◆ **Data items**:
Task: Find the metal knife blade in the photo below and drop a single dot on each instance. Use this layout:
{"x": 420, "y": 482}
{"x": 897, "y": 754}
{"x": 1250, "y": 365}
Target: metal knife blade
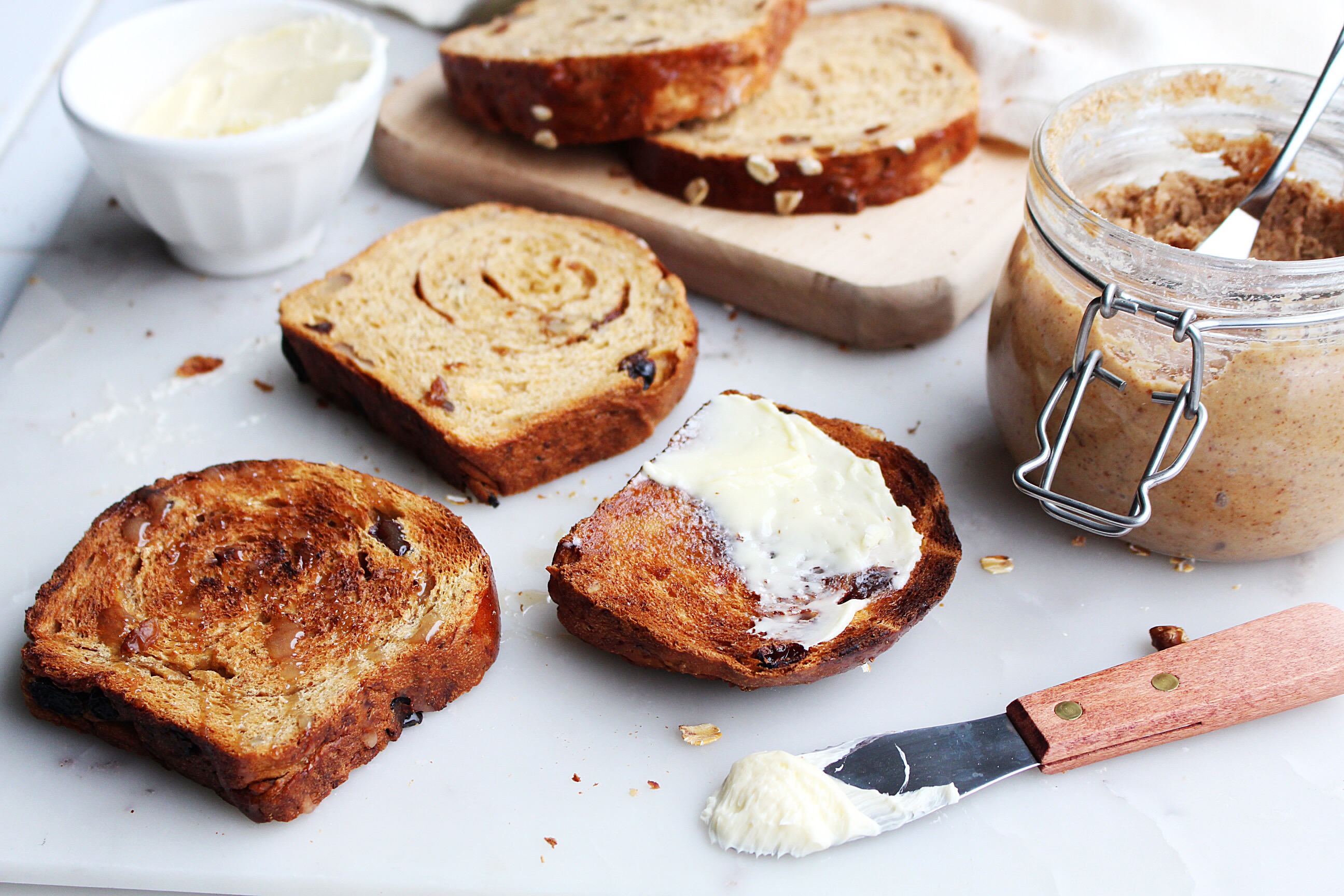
{"x": 967, "y": 754}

◆ **AIM**: Copy every item above again, requests included, but multiply the x and y coordinates in the answers by 0.6 and round them to whole numbers, with halves going up. Leave the numbers in the requests and their layout samples as they are, and leave out the pictures.

◆ **TASK OUTPUT**:
Task: Find the metal knife blade in the photo below and drop a single dot on each instance. Use this layout:
{"x": 420, "y": 482}
{"x": 897, "y": 754}
{"x": 1250, "y": 365}
Target: metal knife blade
{"x": 580, "y": 452}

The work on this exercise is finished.